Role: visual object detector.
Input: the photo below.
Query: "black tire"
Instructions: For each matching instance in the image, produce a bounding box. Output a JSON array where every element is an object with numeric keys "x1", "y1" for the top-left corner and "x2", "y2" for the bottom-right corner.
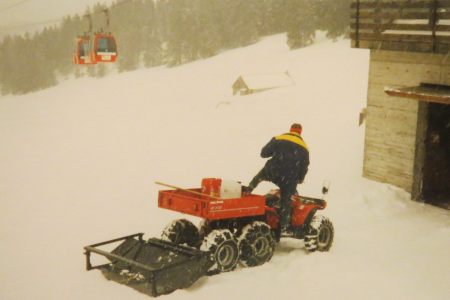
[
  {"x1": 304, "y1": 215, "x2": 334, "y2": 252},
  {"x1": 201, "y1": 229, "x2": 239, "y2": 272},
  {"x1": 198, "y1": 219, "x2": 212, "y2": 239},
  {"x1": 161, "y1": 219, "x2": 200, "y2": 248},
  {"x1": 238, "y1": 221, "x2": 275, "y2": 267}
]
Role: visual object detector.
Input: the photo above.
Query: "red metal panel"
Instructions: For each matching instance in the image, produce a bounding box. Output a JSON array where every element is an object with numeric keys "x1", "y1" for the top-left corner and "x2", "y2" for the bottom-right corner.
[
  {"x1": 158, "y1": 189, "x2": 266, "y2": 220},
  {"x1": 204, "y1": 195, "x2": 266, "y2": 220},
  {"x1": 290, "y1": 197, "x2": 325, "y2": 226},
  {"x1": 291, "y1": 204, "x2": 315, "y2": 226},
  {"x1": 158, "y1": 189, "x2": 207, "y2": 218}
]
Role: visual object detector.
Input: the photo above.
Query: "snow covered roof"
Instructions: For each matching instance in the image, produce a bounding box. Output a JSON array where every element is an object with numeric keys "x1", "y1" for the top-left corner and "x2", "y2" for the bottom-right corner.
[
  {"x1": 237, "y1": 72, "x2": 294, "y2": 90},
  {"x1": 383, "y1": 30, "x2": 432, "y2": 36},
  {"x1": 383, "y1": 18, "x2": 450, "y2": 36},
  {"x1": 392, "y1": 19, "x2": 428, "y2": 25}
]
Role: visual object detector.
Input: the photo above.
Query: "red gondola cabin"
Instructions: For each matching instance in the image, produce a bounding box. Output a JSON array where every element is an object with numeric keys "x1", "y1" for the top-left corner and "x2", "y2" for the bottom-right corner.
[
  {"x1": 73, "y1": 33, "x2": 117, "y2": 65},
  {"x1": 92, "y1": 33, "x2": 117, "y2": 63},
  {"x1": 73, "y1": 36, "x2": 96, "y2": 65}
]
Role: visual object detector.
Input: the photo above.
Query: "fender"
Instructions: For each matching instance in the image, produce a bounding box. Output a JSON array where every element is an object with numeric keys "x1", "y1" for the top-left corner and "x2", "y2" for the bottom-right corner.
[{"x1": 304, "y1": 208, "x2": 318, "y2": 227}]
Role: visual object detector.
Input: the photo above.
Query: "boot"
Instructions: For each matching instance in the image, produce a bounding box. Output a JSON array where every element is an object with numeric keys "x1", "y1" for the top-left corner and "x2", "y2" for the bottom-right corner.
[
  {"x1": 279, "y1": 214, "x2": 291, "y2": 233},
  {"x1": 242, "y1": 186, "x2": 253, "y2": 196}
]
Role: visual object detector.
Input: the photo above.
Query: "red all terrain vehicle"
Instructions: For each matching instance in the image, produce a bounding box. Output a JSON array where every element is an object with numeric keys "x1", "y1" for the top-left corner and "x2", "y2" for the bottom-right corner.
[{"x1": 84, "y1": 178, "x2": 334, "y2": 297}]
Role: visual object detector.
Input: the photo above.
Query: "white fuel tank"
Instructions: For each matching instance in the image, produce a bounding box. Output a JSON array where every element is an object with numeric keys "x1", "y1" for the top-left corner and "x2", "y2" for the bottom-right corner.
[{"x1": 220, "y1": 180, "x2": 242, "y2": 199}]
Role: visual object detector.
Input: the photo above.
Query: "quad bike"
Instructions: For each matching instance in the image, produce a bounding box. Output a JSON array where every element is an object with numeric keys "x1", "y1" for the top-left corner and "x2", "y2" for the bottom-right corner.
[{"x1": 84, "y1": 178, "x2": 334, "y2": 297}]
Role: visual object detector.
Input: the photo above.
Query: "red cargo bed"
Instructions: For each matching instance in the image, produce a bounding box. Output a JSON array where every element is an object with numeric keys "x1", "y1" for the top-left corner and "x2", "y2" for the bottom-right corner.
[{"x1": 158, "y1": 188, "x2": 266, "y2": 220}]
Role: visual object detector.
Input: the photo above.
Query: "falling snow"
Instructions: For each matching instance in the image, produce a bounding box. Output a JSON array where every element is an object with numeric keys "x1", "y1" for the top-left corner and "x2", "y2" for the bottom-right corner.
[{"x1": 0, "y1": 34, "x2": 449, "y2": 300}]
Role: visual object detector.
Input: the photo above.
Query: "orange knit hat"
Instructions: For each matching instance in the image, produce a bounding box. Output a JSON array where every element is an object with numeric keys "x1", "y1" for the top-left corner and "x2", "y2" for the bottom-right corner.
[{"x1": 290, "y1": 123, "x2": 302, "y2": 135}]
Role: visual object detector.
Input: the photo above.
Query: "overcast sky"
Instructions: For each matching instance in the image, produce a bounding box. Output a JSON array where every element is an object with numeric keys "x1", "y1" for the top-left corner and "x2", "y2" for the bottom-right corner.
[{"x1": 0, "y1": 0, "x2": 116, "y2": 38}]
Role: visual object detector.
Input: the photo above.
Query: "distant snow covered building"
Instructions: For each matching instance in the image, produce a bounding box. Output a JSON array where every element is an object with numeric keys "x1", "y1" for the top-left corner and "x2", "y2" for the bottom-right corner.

▶ **TO DO**
With the images removed, reproduce all the material above word for word.

▶ **WRITTEN RESPONSE**
Role: visual object detector.
Input: the photo below.
Query: "black tire"
Instructions: For each matching instance in the image, produce a bounding box. Output a JSON array where every element is an object with numeric keys "x1", "y1" for the top-left corner and "x2", "y2" for the bottom-right corner.
[
  {"x1": 304, "y1": 215, "x2": 334, "y2": 252},
  {"x1": 201, "y1": 229, "x2": 239, "y2": 272},
  {"x1": 198, "y1": 219, "x2": 212, "y2": 239},
  {"x1": 161, "y1": 219, "x2": 200, "y2": 248},
  {"x1": 238, "y1": 221, "x2": 275, "y2": 267}
]
Role: visual object detector.
Input: the photo above.
Query: "red metal panel"
Instructions: For each matching instance in the image, produce a bounding box. Output a JSON array where every element is an object with numeric keys "x1", "y1" for the top-left corner and "x2", "y2" for the bottom-right corner.
[
  {"x1": 158, "y1": 189, "x2": 266, "y2": 220},
  {"x1": 204, "y1": 195, "x2": 266, "y2": 220},
  {"x1": 290, "y1": 197, "x2": 325, "y2": 226},
  {"x1": 291, "y1": 204, "x2": 315, "y2": 226},
  {"x1": 158, "y1": 189, "x2": 207, "y2": 218}
]
Role: visual object detector.
Input: the photo above.
Query: "snow covered roof"
Instructions: For each matching instance in the image, produce a bounding box. Output a JSON array where every element is an object with numeric keys "x1", "y1" for the top-left corner and "x2", "y2" for the bottom-right corner.
[
  {"x1": 237, "y1": 72, "x2": 294, "y2": 90},
  {"x1": 383, "y1": 30, "x2": 432, "y2": 36},
  {"x1": 383, "y1": 18, "x2": 450, "y2": 36},
  {"x1": 392, "y1": 19, "x2": 428, "y2": 25}
]
Role: visual object detector.
Input: the photo above.
Query: "red gondola cabin"
Instructions: For each matching instance in the image, produce a bounding box. Output a JSON array where every element is an object with numeric keys "x1", "y1" for the top-left corner and "x2", "y2" for the bottom-right corner.
[
  {"x1": 73, "y1": 33, "x2": 117, "y2": 65},
  {"x1": 92, "y1": 33, "x2": 117, "y2": 63},
  {"x1": 73, "y1": 36, "x2": 96, "y2": 65}
]
Role: visual object detector.
Input: the photo above.
Query: "fender"
Instructions: For each matching instance in the image, produce a bounding box. Output a JSON array where every element is an object with numeric keys "x1", "y1" for the top-left corner and "x2", "y2" for the bottom-right corner.
[{"x1": 304, "y1": 208, "x2": 318, "y2": 227}]
Role: visual object detector.
Input: the photo above.
Query: "boot"
Instructions: For each matching instance in the image, produce a bounding box. Output a JSON array where every element is an object with numeric keys "x1", "y1" for the top-left corner and "x2", "y2" for the bottom-right corner.
[
  {"x1": 279, "y1": 214, "x2": 291, "y2": 233},
  {"x1": 242, "y1": 186, "x2": 253, "y2": 196}
]
Role: visual object detector.
Input: the photo above.
Query: "red all terrain vehicle"
Instructions: For each matching instance in the image, produce a bounding box. Output a JSON array where every element is an object with numeric keys "x1", "y1" for the top-left corner and "x2", "y2" for the bottom-right corner.
[{"x1": 84, "y1": 178, "x2": 334, "y2": 297}]
Role: visual object detector.
Input: the photo above.
Query: "white fuel tank"
Instructions: For each matching instance in the image, produce a bounding box. Output a JSON array where every element is an object with numeric keys "x1", "y1" for the top-left corner and "x2", "y2" for the bottom-right corner.
[{"x1": 220, "y1": 180, "x2": 242, "y2": 199}]
Role: visual object detector.
Input: the photo above.
Query: "quad bike"
Instructions: For each matching instance in the image, produce a bounding box. Output a JSON array where every element is an object with numeric keys "x1", "y1" for the top-left corner and "x2", "y2" for the bottom-right corner.
[{"x1": 84, "y1": 178, "x2": 334, "y2": 297}]
Role: visual object detector.
Input: the photo above.
Query: "red cargo bed"
Instructions: For each matching instance in the image, produce a bounding box. Output a JSON array where every element is an object with numeric keys "x1", "y1" for the top-left corner and "x2", "y2" for the bottom-right corner.
[{"x1": 158, "y1": 188, "x2": 266, "y2": 220}]
Role: visual object detector.
Input: the photo above.
Query: "falling snow"
Instructions: For each matching instance in the image, produce a bounding box. Output a JSON array where every element is an object with numeric keys "x1", "y1" for the top-left corner and "x2", "y2" for the bottom-right corner.
[{"x1": 0, "y1": 34, "x2": 449, "y2": 300}]
Role: visual object detector.
Input: the photo above.
Query: "orange knit hat"
Instructions: For each matching instance in the image, produce a bounding box. Output a JSON array where every element is an object with numeric keys "x1", "y1" for the top-left corner and "x2", "y2" for the bottom-right corner.
[{"x1": 290, "y1": 123, "x2": 302, "y2": 135}]
Role: visual object detector.
Input: the photo above.
Query: "overcast sky"
Instructions: For each matching instance in the image, produce a bounding box. Output a JSON array where every element is an object with numeric keys "x1", "y1" for the top-left corner and "x2", "y2" for the bottom-right corner.
[{"x1": 0, "y1": 0, "x2": 116, "y2": 38}]
Role: visual object detector.
Input: the photo above.
Query: "distant snow covered building"
Instructions: For each matching instance in the image, produce a bounding box. Output a JSON array where every element is an object with numeric keys "x1", "y1" for the top-left corner and "x2", "y2" for the bottom-right corner.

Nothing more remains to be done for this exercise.